Stated problem
Arrange the lines below as a two-column CSV with the headers "source" and "result". Give one row per line, with its text under "source" and its answer under "result", each field in quotes with line breaks turned into spaces, and leave the pictures out.

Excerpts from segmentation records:
-=-=-
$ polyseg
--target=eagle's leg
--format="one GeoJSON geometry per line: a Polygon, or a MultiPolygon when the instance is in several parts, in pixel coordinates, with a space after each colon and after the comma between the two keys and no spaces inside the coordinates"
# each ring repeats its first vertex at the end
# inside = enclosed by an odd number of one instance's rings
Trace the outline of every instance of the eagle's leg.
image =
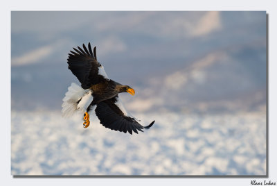
{"type": "Polygon", "coordinates": [[[82,124],[84,128],[87,128],[89,126],[89,115],[87,112],[84,114],[84,124],[82,124]]]}

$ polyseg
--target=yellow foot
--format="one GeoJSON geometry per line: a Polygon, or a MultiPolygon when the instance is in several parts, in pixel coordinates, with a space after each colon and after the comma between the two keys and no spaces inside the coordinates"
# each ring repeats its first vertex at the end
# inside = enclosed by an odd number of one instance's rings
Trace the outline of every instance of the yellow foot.
{"type": "Polygon", "coordinates": [[[87,128],[89,126],[89,115],[87,112],[84,112],[84,124],[82,124],[84,128],[87,128]]]}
-=-=-
Full answer
source,result
"$ polyseg --target=eagle's leg --format=""one GeoJSON geometry per line: a Polygon, or a MultiPolygon when the instance is in several parts, in pixel coordinates, with a space after each colon and after the comma between the two keys and no spaces inside the coordinates"" # each ring repeats its first vertex at the end # inside = enclosed by an odd number of one instance's rings Trace the outline of every instance of the eagle's leg. image =","{""type"": ""Polygon"", ""coordinates"": [[[82,124],[84,128],[87,128],[89,126],[89,115],[87,112],[84,114],[84,124],[82,124]]]}"
"$ polyseg --target=yellow foot --format=""one GeoJSON geometry per line: a Polygon, or a MultiPolygon when the instance is in several parts, in pixel coordinates, with a space after each colon and after the comma between the two keys and no spaces inside the coordinates"" # each ring repeats its first vertex at the end # inside = enclosed by an odd number of one instance's rings Trace the outline of every instance of the yellow foot.","{""type"": ""Polygon"", ""coordinates"": [[[87,128],[89,126],[89,115],[87,112],[84,112],[84,124],[82,124],[84,128],[87,128]]]}"